Exercise — Among the items below, recast the stretch from the line containing "[locate] redbud tree" through the line containing "Target: redbud tree" as a numbered list, omitting blank lines.

Supplied data —

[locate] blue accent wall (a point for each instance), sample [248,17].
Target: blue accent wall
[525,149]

---

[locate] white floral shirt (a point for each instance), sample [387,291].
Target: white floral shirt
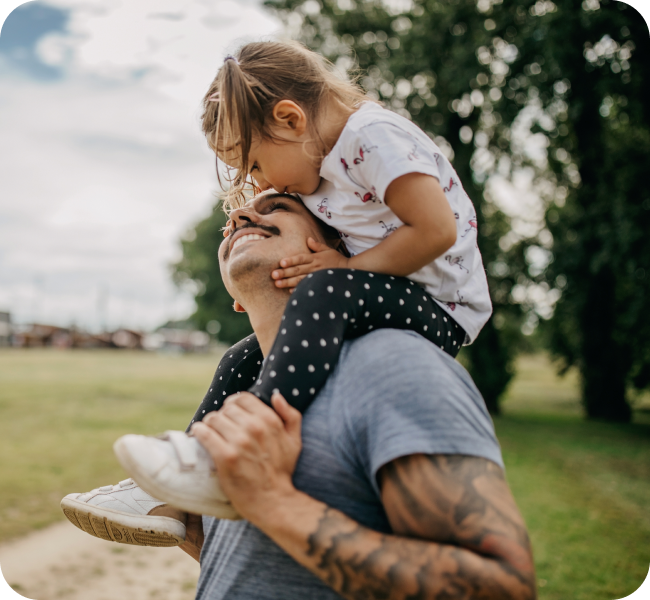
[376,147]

---

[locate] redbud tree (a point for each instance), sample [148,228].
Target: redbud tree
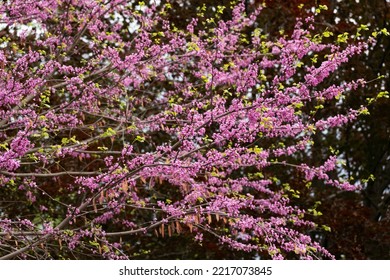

Exercise result —
1. [locate] redbud tree (a point for each instance), sample [148,228].
2. Target: redbud tree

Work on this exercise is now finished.